(ZADANIE)
Czy możesz przepisać w całości wiersze, zaczynając od wiersza zawierającego "If you could tag the jeep" i kończąc na wierszu z "<point>245,247</point>", włącznie z oboma? Każdą współrzędną punktów w odpowiedziach przesuń przy tym o -4.

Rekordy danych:
______________________________
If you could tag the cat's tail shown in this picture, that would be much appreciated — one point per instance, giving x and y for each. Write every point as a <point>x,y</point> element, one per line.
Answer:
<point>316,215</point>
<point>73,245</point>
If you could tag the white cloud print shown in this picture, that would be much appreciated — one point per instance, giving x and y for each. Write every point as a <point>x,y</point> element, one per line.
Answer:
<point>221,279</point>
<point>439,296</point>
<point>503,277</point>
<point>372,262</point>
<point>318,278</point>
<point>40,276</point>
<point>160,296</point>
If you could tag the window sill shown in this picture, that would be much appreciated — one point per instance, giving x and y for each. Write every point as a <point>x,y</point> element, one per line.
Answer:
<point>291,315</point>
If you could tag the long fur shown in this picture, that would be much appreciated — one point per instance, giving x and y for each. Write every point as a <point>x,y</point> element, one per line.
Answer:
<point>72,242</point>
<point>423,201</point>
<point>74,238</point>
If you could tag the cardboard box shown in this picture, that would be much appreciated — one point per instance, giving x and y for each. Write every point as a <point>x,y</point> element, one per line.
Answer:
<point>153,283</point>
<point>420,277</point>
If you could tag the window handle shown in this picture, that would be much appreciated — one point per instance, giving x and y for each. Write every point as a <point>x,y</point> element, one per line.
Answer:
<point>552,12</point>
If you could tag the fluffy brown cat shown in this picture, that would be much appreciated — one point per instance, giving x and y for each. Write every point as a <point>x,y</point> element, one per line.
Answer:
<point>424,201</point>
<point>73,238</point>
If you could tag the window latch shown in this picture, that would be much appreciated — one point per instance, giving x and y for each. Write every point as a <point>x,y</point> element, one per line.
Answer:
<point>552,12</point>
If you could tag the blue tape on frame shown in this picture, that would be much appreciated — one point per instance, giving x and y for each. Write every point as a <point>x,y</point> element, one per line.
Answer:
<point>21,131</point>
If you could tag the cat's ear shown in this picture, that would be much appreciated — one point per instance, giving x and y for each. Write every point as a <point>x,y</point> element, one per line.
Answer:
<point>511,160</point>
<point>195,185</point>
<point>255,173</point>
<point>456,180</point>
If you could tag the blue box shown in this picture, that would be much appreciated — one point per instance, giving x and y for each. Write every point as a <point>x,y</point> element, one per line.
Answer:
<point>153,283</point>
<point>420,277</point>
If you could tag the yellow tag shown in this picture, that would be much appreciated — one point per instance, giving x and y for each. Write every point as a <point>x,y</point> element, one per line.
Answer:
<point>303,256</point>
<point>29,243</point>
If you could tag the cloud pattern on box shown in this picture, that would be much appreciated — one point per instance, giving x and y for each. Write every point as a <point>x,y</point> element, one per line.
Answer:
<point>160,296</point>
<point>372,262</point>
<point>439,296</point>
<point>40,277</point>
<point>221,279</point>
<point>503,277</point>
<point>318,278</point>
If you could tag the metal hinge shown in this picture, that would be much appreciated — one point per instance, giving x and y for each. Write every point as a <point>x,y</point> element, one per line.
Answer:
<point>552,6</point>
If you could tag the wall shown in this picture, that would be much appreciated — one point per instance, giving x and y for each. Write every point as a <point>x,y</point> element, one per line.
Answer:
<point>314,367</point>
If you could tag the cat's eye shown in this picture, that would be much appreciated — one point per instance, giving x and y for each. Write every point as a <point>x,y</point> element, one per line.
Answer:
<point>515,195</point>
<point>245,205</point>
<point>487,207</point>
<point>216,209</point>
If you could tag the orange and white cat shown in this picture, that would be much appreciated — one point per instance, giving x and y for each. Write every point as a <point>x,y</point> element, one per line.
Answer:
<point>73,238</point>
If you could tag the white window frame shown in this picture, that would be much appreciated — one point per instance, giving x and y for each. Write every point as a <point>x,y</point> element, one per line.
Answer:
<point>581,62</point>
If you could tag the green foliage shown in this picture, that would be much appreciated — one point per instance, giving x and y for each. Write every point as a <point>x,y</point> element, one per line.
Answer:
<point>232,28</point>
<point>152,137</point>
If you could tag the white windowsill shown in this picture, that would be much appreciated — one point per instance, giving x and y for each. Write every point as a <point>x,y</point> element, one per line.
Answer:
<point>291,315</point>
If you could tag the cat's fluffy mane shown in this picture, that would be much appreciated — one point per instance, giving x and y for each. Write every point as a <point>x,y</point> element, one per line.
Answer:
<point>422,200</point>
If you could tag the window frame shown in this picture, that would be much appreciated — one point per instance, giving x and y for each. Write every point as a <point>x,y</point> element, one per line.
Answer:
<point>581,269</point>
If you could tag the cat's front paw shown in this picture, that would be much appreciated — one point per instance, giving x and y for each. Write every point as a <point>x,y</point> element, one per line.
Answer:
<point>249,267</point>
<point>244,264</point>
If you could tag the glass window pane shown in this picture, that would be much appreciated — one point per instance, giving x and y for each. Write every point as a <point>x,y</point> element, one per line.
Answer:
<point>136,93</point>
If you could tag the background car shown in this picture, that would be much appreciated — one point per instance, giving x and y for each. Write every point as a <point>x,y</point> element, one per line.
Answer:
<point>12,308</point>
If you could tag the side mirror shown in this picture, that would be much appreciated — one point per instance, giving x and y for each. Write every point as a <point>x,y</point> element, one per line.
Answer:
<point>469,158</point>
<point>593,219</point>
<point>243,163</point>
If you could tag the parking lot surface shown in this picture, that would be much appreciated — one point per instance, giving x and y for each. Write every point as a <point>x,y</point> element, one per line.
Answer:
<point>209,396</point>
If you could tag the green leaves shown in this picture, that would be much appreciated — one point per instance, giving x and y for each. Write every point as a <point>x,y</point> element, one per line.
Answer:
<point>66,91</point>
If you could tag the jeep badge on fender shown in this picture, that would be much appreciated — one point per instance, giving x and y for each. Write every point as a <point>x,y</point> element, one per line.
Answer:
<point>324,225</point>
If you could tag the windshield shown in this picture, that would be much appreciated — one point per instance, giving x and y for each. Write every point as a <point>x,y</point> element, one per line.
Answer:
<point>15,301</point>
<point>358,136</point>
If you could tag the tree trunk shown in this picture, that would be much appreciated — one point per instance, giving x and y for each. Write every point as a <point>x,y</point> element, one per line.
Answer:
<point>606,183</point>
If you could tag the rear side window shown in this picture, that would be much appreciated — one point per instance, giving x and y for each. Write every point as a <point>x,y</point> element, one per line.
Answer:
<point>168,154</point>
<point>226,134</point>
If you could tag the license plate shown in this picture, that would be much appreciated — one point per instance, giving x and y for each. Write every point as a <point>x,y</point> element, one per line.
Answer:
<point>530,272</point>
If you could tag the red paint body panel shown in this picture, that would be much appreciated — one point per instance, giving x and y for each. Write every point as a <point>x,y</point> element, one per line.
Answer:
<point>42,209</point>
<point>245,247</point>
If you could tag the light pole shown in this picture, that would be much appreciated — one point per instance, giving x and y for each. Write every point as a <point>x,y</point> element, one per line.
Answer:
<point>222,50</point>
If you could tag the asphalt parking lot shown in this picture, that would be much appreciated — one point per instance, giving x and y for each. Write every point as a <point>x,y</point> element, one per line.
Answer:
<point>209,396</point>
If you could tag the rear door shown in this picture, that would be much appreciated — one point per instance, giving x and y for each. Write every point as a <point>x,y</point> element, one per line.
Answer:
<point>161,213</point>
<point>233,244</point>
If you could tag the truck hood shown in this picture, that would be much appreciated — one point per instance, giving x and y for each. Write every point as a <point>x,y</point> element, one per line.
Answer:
______________________________
(ODPOWIEDŹ)
If you could tag the jeep badge on fender shown in this picture, that would be much appreciated — one point per instance, giving x and y for each. Write every point as a <point>x,y</point> element, one per line.
Answer:
<point>320,221</point>
If you could tag the windshield shown in this picture, that would be much appreciated — one point per instance, giving x and y for each. Write every point as a <point>x,y</point> element, one per line.
Answer:
<point>11,297</point>
<point>354,132</point>
If you could tag the tree trunk shown in this picture, that would be much appreciated — one point per instance, giving x and y for each. Write every point as a <point>x,y</point> element, one per line.
Answer:
<point>602,179</point>
If you could tag the rear side window shown in this picture, that would be much appreciated — one point per instance, giving x and y for each. Write every point as a <point>x,y</point> element, one per line.
Answer:
<point>164,150</point>
<point>222,130</point>
If you could tag the license plate shown in this picture, that would be much appreciated — one point per instance, giving x and y for each. Write every point as a <point>x,y</point> element, one per line.
Answer:
<point>526,268</point>
If you could tag the red paint body panel shown in this picture, that would be much appreciated — one point per instance, giving x and y for each. Write every point as a <point>x,y</point> element, one per line.
Answer:
<point>38,205</point>
<point>241,243</point>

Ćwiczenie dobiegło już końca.